PASSAGE
<<<<

L’essentiel à retenir par et pour les paysans agriculteurs, c’est que : « L'éleveur-pasteur ou nomade détenant du bétail est tenu de mettre le bétail en batterie dans un enclos de façon permanente en tout lieu où il se trouve…L'éleveur-pasteur ou nomade prend toutes dispositions nécessaires pour maintenir la quiétude des agriculteurs en s'interdisant de pénétrer dans leur espace de culture et de prendre leurs récoltes pour alimentation du cheptel ». Ainsi l’éleveur pasteur ou nomade est fixé sur son déplacement avec ses bêtes ; en tout lieu où il se trouve avec son bétail, ce dernier doit être dans un enclos. Ces dispositions du décret donnent le droit, sans équivoque aux agriculteurs contre les propriétaires de bœufs et leurs employés bouviers qui viennent ravager leurs récoltes, semer la désolation, la famine dans leurs familles à toutes les saisons du fait de la destruction de leur champ.
Toutes ces mesures prises pour le recadrage de l’exercice des activités pastorales pour la protection des agriculteurs constituent une avancée. Elles sont le résultat de la résistance, de la lutte de la population en général et en particulier les agriculteurs ces dernières années contre les dégâts qu’occasionnent sur toute l’étendue du territoire national la divagation des bêtes dans les champs des agriculteurs.

>>>>

(Données d'annotation par coordonnées)

<<<<

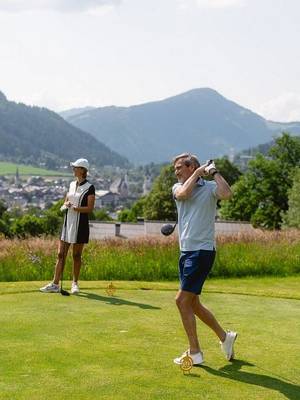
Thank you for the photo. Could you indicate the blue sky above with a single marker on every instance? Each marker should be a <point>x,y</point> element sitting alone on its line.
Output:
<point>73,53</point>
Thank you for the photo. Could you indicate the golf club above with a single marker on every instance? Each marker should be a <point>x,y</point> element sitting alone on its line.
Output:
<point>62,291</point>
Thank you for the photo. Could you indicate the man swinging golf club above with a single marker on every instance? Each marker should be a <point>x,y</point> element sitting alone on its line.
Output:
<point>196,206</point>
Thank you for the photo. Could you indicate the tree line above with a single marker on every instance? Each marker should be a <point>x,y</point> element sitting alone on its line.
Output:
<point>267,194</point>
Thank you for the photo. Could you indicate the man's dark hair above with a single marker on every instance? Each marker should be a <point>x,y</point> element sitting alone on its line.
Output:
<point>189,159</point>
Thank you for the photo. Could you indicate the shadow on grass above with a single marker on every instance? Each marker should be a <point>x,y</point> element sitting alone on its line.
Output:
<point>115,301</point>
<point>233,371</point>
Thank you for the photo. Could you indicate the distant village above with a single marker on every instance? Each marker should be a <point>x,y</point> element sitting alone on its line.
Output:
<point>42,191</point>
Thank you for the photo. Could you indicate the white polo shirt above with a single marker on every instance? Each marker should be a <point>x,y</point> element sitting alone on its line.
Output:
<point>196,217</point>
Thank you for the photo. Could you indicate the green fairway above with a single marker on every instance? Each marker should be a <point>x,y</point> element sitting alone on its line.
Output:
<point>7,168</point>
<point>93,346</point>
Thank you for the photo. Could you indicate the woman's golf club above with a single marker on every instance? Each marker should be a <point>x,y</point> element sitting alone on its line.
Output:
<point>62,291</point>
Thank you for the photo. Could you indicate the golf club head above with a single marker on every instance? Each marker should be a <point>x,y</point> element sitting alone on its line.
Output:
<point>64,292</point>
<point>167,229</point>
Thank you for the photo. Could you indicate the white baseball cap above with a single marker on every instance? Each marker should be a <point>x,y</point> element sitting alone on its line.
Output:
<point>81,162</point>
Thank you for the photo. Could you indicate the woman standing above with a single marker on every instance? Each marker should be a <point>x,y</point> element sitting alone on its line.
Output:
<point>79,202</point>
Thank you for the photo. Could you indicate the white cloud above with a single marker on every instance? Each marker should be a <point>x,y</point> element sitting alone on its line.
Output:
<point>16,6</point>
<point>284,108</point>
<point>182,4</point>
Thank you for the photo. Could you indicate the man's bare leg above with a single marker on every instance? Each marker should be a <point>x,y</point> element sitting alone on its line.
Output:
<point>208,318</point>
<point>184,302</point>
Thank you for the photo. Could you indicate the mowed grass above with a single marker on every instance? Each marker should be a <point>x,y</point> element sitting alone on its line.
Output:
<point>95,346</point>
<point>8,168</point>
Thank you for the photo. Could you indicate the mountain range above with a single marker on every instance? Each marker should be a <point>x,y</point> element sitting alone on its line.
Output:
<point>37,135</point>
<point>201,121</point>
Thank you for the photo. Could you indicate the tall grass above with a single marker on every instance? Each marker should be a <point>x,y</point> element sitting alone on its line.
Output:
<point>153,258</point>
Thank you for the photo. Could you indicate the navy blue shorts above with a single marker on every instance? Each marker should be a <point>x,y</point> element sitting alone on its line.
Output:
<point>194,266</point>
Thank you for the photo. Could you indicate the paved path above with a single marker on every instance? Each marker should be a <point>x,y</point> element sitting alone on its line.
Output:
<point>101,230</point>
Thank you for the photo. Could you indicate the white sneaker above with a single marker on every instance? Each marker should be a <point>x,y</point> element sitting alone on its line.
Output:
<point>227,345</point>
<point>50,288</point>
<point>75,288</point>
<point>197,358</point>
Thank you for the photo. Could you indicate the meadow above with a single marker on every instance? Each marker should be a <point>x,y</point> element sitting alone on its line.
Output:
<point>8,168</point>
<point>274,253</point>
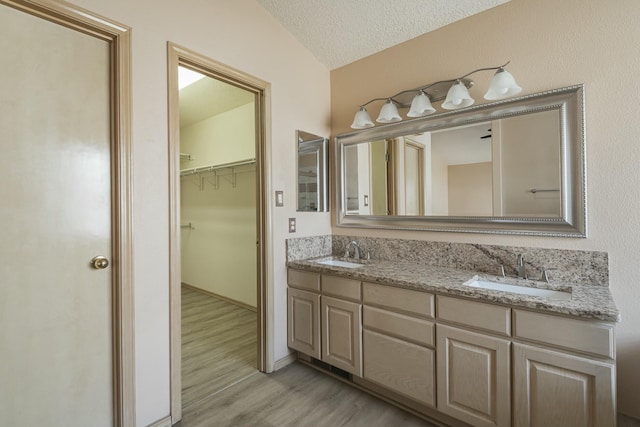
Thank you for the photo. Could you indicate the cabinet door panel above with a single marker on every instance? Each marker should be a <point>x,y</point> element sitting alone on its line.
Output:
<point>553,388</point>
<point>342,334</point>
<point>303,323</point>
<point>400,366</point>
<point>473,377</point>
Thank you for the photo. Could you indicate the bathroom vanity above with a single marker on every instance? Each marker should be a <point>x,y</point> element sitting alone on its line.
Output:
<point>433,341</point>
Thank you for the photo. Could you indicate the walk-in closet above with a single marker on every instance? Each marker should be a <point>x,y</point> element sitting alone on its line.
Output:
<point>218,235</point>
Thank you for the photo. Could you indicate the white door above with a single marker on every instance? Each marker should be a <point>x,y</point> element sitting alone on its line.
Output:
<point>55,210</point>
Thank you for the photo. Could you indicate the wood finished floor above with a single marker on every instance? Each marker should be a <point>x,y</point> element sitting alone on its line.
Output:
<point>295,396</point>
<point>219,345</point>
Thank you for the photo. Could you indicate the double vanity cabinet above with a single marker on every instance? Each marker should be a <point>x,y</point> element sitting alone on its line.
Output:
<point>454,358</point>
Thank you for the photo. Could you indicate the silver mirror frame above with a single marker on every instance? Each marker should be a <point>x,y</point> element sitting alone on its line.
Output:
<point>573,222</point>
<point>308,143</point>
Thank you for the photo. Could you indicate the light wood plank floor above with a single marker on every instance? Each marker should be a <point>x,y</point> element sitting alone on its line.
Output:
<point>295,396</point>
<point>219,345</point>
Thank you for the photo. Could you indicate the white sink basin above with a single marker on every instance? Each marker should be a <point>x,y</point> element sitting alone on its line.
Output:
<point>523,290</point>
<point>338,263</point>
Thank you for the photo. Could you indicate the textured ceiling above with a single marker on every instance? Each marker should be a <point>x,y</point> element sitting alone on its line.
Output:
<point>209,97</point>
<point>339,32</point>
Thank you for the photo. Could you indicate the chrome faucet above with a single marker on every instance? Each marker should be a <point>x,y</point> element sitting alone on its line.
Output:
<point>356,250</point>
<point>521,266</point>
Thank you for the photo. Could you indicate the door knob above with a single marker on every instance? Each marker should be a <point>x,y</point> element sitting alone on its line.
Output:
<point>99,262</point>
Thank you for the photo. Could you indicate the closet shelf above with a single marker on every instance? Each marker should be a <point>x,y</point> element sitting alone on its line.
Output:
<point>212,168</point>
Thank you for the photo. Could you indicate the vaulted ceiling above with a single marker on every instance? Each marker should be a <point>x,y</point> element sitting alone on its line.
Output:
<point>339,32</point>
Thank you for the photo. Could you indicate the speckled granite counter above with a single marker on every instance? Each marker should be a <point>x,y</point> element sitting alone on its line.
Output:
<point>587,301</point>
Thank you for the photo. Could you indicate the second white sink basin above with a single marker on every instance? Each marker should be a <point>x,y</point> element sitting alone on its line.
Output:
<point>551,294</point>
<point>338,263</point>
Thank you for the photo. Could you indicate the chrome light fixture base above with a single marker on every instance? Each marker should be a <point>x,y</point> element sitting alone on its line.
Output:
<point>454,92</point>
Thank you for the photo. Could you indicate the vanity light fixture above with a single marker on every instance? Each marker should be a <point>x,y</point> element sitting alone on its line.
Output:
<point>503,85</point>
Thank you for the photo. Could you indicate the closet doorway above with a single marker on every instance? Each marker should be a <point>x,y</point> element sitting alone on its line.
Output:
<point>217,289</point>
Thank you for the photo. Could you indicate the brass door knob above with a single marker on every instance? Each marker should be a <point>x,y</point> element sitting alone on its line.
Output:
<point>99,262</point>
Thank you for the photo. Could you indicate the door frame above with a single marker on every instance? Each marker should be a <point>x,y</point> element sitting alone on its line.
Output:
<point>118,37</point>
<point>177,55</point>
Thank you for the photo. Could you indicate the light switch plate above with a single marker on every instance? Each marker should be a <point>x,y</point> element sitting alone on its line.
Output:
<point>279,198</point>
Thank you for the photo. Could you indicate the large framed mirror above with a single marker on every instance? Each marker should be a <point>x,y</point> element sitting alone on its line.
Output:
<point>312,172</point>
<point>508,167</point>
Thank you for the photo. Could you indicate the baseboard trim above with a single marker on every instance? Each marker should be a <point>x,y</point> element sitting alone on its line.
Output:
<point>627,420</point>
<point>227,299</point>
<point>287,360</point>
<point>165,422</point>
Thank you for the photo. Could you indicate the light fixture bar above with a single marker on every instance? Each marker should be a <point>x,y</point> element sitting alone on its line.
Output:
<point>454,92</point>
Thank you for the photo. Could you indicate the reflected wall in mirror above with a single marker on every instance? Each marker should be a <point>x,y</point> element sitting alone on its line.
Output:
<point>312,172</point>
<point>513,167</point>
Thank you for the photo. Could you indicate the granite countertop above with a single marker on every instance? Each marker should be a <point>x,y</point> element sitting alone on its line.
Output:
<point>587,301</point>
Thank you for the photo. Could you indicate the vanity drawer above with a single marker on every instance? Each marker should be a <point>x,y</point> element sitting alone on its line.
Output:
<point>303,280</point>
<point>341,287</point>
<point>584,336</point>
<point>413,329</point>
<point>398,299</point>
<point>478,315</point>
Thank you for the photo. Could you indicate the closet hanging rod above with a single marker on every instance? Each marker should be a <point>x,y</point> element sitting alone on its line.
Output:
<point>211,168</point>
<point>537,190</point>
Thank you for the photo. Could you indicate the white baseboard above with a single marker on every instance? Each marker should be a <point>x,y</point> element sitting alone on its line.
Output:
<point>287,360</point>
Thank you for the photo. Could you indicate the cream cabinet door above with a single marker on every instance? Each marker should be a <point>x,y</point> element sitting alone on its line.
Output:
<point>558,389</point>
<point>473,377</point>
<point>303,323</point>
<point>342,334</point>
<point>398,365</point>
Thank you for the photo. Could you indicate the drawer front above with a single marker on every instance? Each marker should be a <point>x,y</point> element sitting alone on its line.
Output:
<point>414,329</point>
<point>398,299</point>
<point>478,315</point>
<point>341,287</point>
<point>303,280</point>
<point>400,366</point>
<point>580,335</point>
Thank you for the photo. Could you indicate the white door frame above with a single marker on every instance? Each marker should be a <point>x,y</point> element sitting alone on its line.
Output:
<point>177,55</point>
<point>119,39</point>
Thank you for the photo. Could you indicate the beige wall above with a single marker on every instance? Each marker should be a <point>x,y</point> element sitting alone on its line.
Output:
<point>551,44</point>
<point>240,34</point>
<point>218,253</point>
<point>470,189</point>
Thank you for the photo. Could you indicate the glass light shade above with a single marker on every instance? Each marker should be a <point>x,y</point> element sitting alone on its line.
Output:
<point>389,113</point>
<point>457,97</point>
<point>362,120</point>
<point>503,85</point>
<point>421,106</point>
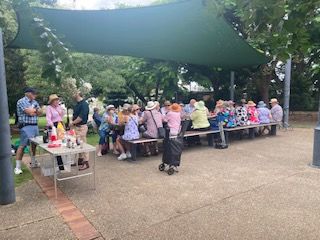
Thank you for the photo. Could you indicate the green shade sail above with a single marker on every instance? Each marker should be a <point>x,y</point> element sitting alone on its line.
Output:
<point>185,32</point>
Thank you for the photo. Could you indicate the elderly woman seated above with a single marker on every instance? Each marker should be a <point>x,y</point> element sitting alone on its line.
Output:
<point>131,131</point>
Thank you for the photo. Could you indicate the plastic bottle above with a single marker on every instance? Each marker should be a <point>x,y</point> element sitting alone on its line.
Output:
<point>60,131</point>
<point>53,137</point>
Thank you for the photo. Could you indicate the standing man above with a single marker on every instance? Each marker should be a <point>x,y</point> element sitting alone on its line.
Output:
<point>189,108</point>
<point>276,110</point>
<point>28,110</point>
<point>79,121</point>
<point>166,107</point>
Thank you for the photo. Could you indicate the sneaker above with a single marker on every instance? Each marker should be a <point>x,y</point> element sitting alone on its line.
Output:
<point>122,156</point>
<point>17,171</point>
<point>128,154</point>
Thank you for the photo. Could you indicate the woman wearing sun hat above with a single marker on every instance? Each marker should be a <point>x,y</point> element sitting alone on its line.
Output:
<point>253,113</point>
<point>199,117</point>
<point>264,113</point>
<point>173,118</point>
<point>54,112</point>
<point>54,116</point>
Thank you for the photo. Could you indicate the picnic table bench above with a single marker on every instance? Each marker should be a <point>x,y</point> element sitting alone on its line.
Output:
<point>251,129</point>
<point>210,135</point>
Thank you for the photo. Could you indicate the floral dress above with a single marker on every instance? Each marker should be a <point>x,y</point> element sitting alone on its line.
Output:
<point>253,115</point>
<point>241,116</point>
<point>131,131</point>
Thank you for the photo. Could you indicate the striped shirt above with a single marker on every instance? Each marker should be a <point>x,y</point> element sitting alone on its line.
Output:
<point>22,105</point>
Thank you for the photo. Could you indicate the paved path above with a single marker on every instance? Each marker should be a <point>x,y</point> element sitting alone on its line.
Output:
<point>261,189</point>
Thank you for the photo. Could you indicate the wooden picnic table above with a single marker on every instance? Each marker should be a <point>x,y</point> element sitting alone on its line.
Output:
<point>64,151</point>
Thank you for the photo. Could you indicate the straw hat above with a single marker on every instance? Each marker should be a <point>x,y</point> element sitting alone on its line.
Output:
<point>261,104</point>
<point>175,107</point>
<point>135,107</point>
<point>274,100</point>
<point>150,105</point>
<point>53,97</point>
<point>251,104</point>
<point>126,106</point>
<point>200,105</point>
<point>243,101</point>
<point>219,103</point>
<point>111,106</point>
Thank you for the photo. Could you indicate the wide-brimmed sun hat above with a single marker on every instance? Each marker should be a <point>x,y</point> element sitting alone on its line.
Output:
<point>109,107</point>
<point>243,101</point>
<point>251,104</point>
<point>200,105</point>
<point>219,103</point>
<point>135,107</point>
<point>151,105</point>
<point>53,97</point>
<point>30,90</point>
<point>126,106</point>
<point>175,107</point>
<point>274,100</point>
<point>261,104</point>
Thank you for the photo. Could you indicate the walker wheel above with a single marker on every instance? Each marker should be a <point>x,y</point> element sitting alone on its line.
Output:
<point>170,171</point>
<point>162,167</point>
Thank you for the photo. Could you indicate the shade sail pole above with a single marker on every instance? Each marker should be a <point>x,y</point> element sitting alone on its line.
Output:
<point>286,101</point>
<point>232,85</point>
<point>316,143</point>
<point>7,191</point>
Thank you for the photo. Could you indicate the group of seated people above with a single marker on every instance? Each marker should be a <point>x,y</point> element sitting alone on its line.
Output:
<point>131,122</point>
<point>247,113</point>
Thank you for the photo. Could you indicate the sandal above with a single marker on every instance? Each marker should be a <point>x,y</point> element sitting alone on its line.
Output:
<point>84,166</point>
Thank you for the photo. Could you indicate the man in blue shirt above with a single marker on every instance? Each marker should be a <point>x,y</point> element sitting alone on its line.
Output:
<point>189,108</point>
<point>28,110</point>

>>>>

CONSIGNE 1
D'après le passage, où le bétail de l'éleveur-pasteur ou nomade doit-il se trouver en tout lieu où celui-ci séjourne ?
CONSIGNE 2
Recopiez le passage depuis « Toutes ces mesures » jusqu'à « champs des agriculteurs. » inclus.
Seul le passage doit servir de référence.

RÉPONSE 1
Dans un enclos, de façon permanente.

RÉPONSE 2
Toutes ces mesures prises pour le recadrage de l’exercice des activités pastorales pour la protection des agriculteurs constituent une avancée. Elles sont le résultat de la résistance, de la lutte de la population en général et en particulier les agriculteurs ces dernières années contre les dégâts qu’occasionnent sur toute l’étendue du territoire national la divagation des bêtes dans les champs des agriculteurs.